> **Problem description**: Every entry below needs to be repeated exactly.

> **The records**:
====

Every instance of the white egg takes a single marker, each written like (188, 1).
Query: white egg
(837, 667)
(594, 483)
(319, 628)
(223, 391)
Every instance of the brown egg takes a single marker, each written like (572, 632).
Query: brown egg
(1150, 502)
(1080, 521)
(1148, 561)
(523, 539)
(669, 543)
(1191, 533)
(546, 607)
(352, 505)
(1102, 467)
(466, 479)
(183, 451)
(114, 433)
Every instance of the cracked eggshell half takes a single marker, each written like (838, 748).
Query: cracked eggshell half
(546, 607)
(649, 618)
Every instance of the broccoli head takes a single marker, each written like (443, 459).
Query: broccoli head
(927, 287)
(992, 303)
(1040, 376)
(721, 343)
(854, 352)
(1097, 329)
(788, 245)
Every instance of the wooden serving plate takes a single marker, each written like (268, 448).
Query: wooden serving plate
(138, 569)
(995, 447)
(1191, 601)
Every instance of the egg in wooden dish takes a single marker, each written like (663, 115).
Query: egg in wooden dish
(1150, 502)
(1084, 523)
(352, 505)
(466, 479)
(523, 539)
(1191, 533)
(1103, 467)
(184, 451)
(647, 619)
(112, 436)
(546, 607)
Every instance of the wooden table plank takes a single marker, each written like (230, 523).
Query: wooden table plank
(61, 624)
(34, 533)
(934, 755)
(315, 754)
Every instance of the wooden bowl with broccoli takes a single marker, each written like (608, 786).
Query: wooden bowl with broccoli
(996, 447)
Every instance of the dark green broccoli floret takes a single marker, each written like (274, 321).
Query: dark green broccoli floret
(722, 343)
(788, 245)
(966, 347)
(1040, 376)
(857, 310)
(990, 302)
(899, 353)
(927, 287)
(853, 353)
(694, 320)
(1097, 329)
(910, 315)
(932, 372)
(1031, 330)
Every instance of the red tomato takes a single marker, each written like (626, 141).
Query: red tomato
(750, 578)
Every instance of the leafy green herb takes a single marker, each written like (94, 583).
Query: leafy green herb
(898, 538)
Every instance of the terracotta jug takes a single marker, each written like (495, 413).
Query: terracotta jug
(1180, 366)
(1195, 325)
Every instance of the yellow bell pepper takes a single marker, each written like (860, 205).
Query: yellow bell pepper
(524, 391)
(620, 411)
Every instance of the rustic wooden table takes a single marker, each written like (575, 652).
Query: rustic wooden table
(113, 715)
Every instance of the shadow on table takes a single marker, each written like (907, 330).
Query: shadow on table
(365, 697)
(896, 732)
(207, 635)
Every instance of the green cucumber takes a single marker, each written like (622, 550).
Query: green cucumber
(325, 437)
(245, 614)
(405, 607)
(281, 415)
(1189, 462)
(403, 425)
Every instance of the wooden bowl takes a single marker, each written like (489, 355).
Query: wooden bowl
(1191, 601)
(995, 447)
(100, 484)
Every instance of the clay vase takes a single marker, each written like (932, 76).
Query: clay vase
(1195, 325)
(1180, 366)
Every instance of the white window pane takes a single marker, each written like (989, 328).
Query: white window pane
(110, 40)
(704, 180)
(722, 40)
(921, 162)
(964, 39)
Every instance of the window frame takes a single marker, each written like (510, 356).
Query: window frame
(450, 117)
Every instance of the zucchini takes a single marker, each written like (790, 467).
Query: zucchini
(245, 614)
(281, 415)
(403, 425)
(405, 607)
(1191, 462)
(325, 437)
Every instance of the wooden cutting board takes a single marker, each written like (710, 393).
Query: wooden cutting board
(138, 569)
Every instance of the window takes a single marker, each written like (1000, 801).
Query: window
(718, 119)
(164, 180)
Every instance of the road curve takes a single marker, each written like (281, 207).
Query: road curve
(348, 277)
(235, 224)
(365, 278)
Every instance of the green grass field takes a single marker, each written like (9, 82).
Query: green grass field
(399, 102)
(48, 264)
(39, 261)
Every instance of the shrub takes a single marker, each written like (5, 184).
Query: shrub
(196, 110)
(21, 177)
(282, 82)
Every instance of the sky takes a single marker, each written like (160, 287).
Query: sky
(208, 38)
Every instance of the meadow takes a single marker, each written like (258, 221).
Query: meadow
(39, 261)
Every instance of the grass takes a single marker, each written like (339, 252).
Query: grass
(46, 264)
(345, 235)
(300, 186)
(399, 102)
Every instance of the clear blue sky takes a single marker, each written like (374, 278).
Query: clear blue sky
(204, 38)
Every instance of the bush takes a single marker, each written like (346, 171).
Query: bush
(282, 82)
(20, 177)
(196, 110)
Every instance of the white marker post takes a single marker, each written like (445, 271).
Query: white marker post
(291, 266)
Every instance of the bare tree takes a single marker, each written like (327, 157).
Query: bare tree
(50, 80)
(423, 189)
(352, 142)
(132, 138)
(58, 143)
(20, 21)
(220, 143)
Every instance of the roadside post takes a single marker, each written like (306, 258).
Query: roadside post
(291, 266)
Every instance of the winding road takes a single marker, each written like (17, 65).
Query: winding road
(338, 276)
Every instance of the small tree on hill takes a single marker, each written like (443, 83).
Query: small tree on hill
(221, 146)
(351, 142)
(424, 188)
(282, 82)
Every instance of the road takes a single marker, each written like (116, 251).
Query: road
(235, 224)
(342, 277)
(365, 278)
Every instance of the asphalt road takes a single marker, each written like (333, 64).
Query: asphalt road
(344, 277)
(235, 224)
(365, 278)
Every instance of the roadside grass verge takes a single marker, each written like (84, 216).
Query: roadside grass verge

====

> **Final answer**:
Every instance of the white egg takes a single marker, each written like (188, 1).
Query: white egg
(837, 667)
(594, 483)
(319, 628)
(223, 391)
Every instance of the brown egg takes a single marker, each written like (572, 632).
Query: brown egg
(1150, 502)
(1080, 521)
(1148, 561)
(523, 539)
(669, 543)
(1191, 533)
(546, 607)
(352, 505)
(1102, 467)
(466, 479)
(183, 451)
(114, 433)
Every instance of the cracked eggshell half takes a single marker, each written like (838, 748).
Query: cracked eggshell half
(546, 607)
(649, 618)
Every instance of the broccoli head takes a single marker, each written like (443, 459).
Query: broccoli head
(927, 287)
(992, 303)
(1040, 376)
(721, 343)
(854, 352)
(1097, 329)
(788, 245)
Every instance of the wooden serving plate takes a single marker, each written like (268, 448).
Query: wooden serving plate
(138, 569)
(995, 447)
(1191, 601)
Every instance of the egg in wooden dish takes a single marker, each written like (663, 115).
Query: egg in wooden dish
(1150, 502)
(1084, 523)
(352, 505)
(466, 479)
(523, 539)
(1191, 533)
(1103, 467)
(184, 451)
(647, 619)
(112, 436)
(546, 607)
Every instance of the wooden table plank takes a single marker, each written like (230, 523).
Query: wooden table plank
(61, 624)
(34, 533)
(934, 755)
(315, 754)
Every instance of the wooden bowl with broccoli takes a single marker, each written like (608, 786).
Query: wooden bowl with broccoli
(996, 447)
Every instance of the dark green broccoli floret takes a single marker, each written like (274, 321).
Query: dark green broccoli floret
(722, 343)
(788, 245)
(966, 347)
(1040, 376)
(857, 310)
(990, 302)
(899, 353)
(927, 287)
(853, 353)
(694, 320)
(1097, 329)
(910, 315)
(932, 372)
(1031, 330)
Every instance of the red tomato takes a single marker, each written like (626, 141).
Query: red tomato
(750, 578)
Every instance of the leafy green herb takes a single marker, each written like (94, 583).
Query: leafy green herb
(898, 538)
Every instance of the terracotta jug takes a single marker, each written like (495, 413).
Query: terracotta jug
(1180, 366)
(1195, 325)
Every instance of the yellow bell pepper takes a single marker, each written like (860, 205).
Query: yellow bell pepper
(524, 391)
(620, 411)
Every instance of the rustic wooden table takes a single marker, each written like (575, 652).
Query: rustic wooden table
(113, 715)
Every instance of the shadow on table takes a single marker, each written like (907, 330).
Query: shadow on table
(365, 697)
(896, 732)
(207, 635)
Every instance of the green cucumber takes a single marker, each written like (622, 550).
Query: green cucumber
(325, 437)
(245, 614)
(405, 607)
(281, 415)
(1189, 462)
(403, 425)
Every instance of the wooden bowl takes a single marker, each written like (489, 355).
Query: wooden bowl
(1191, 601)
(995, 447)
(100, 484)
Every instance of the clay vase takes a single marker, each written like (932, 76).
Query: clay vase
(1195, 325)
(1180, 366)
Every instance of the white window pane takes a single marker, each written like (989, 328).
Query: white window pane
(110, 40)
(704, 180)
(722, 40)
(921, 162)
(964, 39)
Every instance of the window frame takes a single marker, each written like (510, 356).
Query: window frame
(450, 117)
Every instance of the zucchini takes a single marker, each written like (790, 467).
Query: zucchini
(245, 614)
(281, 415)
(403, 425)
(405, 607)
(1191, 462)
(325, 437)
Every instance of the wooden cutting board takes a single marker, each written like (710, 393).
Query: wooden cutting board
(138, 569)
Every instance of the window takes a single marker, each written like (1000, 801).
Query: window
(718, 119)
(164, 180)
Every instance of the road curve takes a single marker, each written like (281, 207).
Query: road curve
(348, 277)
(235, 224)
(365, 278)
Every instance of the green grass field takes a single marker, each written like (9, 82).
Query: green grass field
(399, 102)
(48, 264)
(39, 261)
Every instance of the shrub takes a single marker, each written like (5, 184).
Query: shrub
(196, 110)
(21, 177)
(282, 82)
Every instance of the sky takes a single marker, each written like (160, 287).
Query: sky
(208, 38)
Every instance of the meadow takes a single marker, each written like (258, 221).
Query: meadow
(39, 261)
Every instance of the grass takes a single marker, each written like (339, 252).
Query: grass
(46, 264)
(345, 235)
(300, 186)
(399, 102)
Every instance of the clear blue sky takes a single marker, each written like (374, 278).
Query: clear blue sky
(204, 38)
Every instance of the bush takes a single marker, each written like (346, 171).
Query: bush
(282, 82)
(20, 177)
(196, 110)
Every instance of the white marker post takes a single marker, each written like (445, 271).
Query: white marker post
(291, 266)
Every instance of the bare tree takes a single marker, each written like (327, 157).
Query: bare tree
(50, 80)
(423, 189)
(352, 142)
(132, 138)
(58, 143)
(20, 21)
(220, 143)
Every instance of the roadside post takes a single marker, each written like (306, 258).
Query: roadside post
(291, 266)
Every instance of the winding road takes a single marker, each written like (17, 65).
Query: winding road
(338, 276)
Every instance of the small tree on hill takes a single marker, each written like (443, 83).
Query: small tree on hill
(221, 146)
(351, 142)
(424, 188)
(282, 82)
Every instance of the road takes a single marker, each written like (116, 251).
Query: road
(235, 224)
(342, 277)
(365, 278)
Every instance of the asphalt road takes a single marker, each written like (333, 64).
Query: asphalt road
(344, 277)
(235, 224)
(365, 278)
Every instance of the roadside grass verge takes a single marker, each written like (84, 216).
Query: roadside grass verge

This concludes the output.